---------- Records for the exercise ----------
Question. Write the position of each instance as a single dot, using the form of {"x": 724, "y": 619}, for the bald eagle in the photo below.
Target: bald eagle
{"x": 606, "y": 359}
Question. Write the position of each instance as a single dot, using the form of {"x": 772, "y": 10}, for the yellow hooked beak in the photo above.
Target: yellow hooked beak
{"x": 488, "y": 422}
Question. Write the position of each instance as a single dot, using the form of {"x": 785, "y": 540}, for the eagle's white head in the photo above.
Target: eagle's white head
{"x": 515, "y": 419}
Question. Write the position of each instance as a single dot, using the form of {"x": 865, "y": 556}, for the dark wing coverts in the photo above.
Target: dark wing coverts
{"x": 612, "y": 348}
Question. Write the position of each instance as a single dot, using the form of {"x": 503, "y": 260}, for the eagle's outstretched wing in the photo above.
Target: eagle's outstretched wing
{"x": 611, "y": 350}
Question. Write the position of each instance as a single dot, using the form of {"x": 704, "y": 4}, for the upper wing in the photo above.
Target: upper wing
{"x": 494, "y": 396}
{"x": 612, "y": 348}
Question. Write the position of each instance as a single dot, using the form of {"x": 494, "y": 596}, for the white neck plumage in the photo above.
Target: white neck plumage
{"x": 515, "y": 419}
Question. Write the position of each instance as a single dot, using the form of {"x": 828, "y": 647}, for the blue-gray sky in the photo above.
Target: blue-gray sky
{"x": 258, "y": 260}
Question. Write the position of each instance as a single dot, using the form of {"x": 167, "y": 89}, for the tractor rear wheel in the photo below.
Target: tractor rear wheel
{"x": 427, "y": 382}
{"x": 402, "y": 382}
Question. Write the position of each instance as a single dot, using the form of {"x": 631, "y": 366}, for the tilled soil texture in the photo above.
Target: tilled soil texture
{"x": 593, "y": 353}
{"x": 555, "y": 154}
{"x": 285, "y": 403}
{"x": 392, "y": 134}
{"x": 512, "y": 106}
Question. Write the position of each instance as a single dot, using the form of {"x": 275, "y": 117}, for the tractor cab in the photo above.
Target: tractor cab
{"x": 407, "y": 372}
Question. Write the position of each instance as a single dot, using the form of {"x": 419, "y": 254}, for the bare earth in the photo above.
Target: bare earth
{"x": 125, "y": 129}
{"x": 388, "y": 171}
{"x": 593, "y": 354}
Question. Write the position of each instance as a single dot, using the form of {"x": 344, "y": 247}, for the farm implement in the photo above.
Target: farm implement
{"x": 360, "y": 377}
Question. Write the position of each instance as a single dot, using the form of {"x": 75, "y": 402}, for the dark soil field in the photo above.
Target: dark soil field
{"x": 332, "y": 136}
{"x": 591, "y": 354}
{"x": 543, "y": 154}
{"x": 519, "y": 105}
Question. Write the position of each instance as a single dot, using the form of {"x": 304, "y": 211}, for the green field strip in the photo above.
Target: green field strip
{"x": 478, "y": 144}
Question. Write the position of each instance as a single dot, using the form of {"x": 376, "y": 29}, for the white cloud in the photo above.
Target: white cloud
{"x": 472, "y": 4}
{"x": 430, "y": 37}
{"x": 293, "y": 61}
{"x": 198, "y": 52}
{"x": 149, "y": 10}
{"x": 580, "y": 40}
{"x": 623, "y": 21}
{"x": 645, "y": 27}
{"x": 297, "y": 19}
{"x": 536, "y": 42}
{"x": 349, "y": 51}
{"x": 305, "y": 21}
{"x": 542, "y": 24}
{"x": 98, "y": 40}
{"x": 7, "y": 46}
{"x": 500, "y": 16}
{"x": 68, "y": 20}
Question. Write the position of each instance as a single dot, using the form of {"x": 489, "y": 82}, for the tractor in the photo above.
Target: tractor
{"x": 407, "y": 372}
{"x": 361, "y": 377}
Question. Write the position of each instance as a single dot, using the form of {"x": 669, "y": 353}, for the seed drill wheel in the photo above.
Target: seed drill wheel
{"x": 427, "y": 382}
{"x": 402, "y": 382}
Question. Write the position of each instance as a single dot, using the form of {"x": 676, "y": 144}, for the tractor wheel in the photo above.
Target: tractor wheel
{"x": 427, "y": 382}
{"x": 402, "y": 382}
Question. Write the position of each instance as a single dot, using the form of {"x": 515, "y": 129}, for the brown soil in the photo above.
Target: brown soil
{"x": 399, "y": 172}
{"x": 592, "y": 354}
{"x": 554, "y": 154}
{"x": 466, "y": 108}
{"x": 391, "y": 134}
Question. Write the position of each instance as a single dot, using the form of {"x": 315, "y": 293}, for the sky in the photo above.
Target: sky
----------
### Work to do
Can you recast every line of the rows above as a Markdown table with the columns Number and Line, skipping any blank lines?

### Exercise output
| Number | Line |
|---|---|
| 1 | Question. Write the position of each instance as a single dot, using the form of {"x": 724, "y": 619}, for the bald eagle in the photo below. |
| 2 | Target: bald eagle |
| 3 | {"x": 606, "y": 359} |
| 4 | Question. Write the position of each instance as a single dot, using the form of {"x": 772, "y": 10}, for the yellow hooked beak in the photo above. |
| 5 | Target: yellow hooked beak |
| 6 | {"x": 488, "y": 422} |
| 7 | Question. Write the position of each instance as a single dot, using the form of {"x": 785, "y": 540}, for the eagle's white head in the photo above. |
| 8 | Target: eagle's white head |
| 9 | {"x": 515, "y": 419} |
| 10 | Question. Write the position of each instance as a single dot, using the form of {"x": 865, "y": 556}, for the dark wing coverts in the photo above. |
| 11 | Target: dark wing coverts |
| 12 | {"x": 612, "y": 348} |
| 13 | Question. Write the position of each instance as a single dot, using the form of {"x": 503, "y": 260}, for the eagle's outstretched wing in the photo above. |
| 14 | Target: eagle's outstretched wing |
| 15 | {"x": 611, "y": 350} |
| 16 | Question. Write the position of each instance as a single dot, using the form of {"x": 704, "y": 4}, for the upper wing in the photo above. |
| 17 | Target: upper wing |
| 18 | {"x": 494, "y": 396} |
| 19 | {"x": 612, "y": 348} |
| 20 | Question. Write the position of each instance as a single dot, using the form of {"x": 494, "y": 596}, for the white neck plumage in the photo above. |
| 21 | Target: white neck plumage |
| 22 | {"x": 515, "y": 419} |
| 23 | Question. Write the position of each instance as a single dot, using the form of {"x": 828, "y": 647}, for the blue-gray sky in the photo above. |
| 24 | Target: blue-gray sky |
| 25 | {"x": 258, "y": 260} |
| 26 | Question. Write the position of each instance as a single dot, using the form of {"x": 167, "y": 89}, for the tractor rear wheel in the photo below. |
| 27 | Target: tractor rear wheel |
| 28 | {"x": 427, "y": 382} |
| 29 | {"x": 402, "y": 382} |
| 30 | Question. Write the position of each instance as a single dot, using the form of {"x": 631, "y": 366}, for the tilled soil texture in the photo above. |
| 31 | Target: tilled soil texture |
| 32 | {"x": 593, "y": 353} |
| 33 | {"x": 555, "y": 154} |
| 34 | {"x": 285, "y": 403} |
| 35 | {"x": 392, "y": 134} |
| 36 | {"x": 512, "y": 106} |
| 37 | Question. Write the position of each instance as a single dot, using the form of {"x": 275, "y": 117}, for the tractor cab in the photo above. |
| 38 | Target: tractor cab |
| 39 | {"x": 407, "y": 372} |
| 40 | Question. Write the position of each instance as a single dot, using the form of {"x": 419, "y": 254}, for the bare earth in the photo above. |
| 41 | Target: bare earth |
| 42 | {"x": 125, "y": 129} |
| 43 | {"x": 388, "y": 171} |
| 44 | {"x": 593, "y": 354} |
| 45 | Question. Write the position of each instance as a single dot, using the form of {"x": 344, "y": 247}, for the farm implement in the photo above. |
| 46 | Target: farm implement |
| 47 | {"x": 360, "y": 377} |
| 48 | Question. Write the position of each instance as a single dot, using the form of {"x": 75, "y": 402}, for the dark soil field in the photo above. |
| 49 | Target: dark soil field |
| 50 | {"x": 332, "y": 136} |
| 51 | {"x": 591, "y": 354} |
| 52 | {"x": 543, "y": 154} |
| 53 | {"x": 519, "y": 105} |
| 54 | Question. Write the position of each instance as a single dot, using the form of {"x": 304, "y": 211}, for the green field strip in the photo above. |
| 55 | Target: green field strip |
| 56 | {"x": 478, "y": 144} |
| 57 | Question. Write the position of each instance as a single dot, using the form of {"x": 376, "y": 29}, for the white cloud in the photo above. |
| 58 | Target: white cloud |
| 59 | {"x": 472, "y": 4} |
| 60 | {"x": 430, "y": 37} |
| 61 | {"x": 293, "y": 61} |
| 62 | {"x": 198, "y": 52} |
| 63 | {"x": 149, "y": 10} |
| 64 | {"x": 580, "y": 40} |
| 65 | {"x": 623, "y": 21} |
| 66 | {"x": 645, "y": 27} |
| 67 | {"x": 297, "y": 19} |
| 68 | {"x": 536, "y": 42} |
| 69 | {"x": 349, "y": 51} |
| 70 | {"x": 305, "y": 21} |
| 71 | {"x": 542, "y": 24} |
| 72 | {"x": 98, "y": 40} |
| 73 | {"x": 7, "y": 46} |
| 74 | {"x": 500, "y": 16} |
| 75 | {"x": 68, "y": 20} |
| 76 | Question. Write the position of each instance as a single dot, using the form of {"x": 489, "y": 82}, for the tractor in the photo above. |
| 77 | Target: tractor |
| 78 | {"x": 407, "y": 372} |
| 79 | {"x": 361, "y": 377} |
| 80 | Question. Write the position of each instance as a single dot, using the form of {"x": 669, "y": 353}, for the seed drill wheel in the photo above. |
| 81 | Target: seed drill wheel |
| 82 | {"x": 427, "y": 382} |
| 83 | {"x": 402, "y": 382} |
| 84 | Question. Write the position of each instance as a single dot, using the form of {"x": 676, "y": 144}, for the tractor wheel in the photo above. |
| 85 | Target: tractor wheel |
| 86 | {"x": 427, "y": 382} |
| 87 | {"x": 402, "y": 382} |
| 88 | Question. Write the position of each instance as a single dot, using the form of {"x": 515, "y": 129}, for the brown soil in the photo above. |
| 89 | Target: brown soil |
| 90 | {"x": 399, "y": 172} |
| 91 | {"x": 592, "y": 354} |
| 92 | {"x": 554, "y": 154} |
| 93 | {"x": 466, "y": 108} |
| 94 | {"x": 391, "y": 134} |
| 95 | Question. Write the position of each instance as a single dot, using the form of {"x": 315, "y": 293}, for the sky in the photo above. |
| 96 | Target: sky |